Work to be completed: Output each line of the data below exactly, omitting any image.

Entries provided:
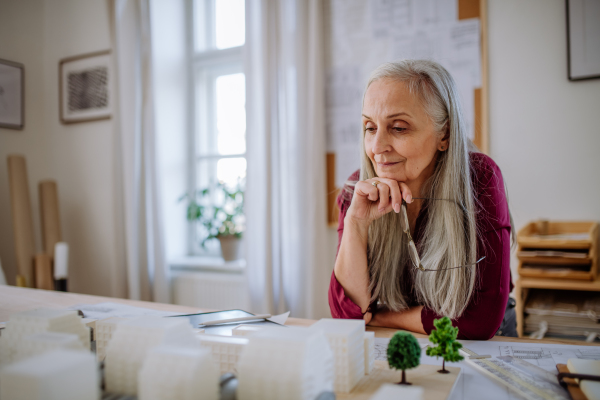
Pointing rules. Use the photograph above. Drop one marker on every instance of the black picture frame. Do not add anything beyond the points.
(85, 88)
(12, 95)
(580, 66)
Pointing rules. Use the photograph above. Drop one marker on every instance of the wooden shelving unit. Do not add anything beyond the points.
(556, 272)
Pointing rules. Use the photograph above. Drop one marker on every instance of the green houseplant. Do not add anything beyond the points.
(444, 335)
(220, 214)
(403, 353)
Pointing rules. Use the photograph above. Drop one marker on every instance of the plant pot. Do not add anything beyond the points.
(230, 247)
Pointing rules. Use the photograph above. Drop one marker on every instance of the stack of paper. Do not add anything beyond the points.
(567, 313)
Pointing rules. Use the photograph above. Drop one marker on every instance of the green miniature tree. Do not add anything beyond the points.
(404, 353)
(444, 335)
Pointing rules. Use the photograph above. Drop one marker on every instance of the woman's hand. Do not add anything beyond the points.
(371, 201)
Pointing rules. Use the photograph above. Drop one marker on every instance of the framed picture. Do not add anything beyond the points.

Solution to the exercise:
Pointing rules. Use the photograph above. Drop one marker on every instance of the black picture frame. Do not add anything beyond the points.
(85, 88)
(12, 95)
(580, 66)
Pointing rules. Use the photograph above. Drop one marker on every instance of the wooden shelving unit. Do not add anything beyond the points.
(556, 272)
Pointing rules. Use the photograph above. Drop one marker on every instance of the green houseplant. Do not add anything beyond the points.
(444, 335)
(220, 214)
(403, 353)
Pointing rules. Use the photograph above. Drop one marker on every instance of the plant pot. Do not add anything beyond the points.
(230, 247)
Pointing rules. Use the photograph above. Drop one marker on every instance of the stack of paper. Do not add anything beyond the points.
(567, 313)
Pointing rules. Use the photograph above. Drop one marker on every instance of the green miniature tree. Do not add anything beyond the points.
(404, 353)
(444, 335)
Pointing rules. Use the photograph above. Drop one marker on every instance of the woman's hand. Do not add anything beyond the points.
(371, 201)
Pointing rules. Use the photograph above. Drop one marker on every instance of the framed picture. Do not add anything beyond the points.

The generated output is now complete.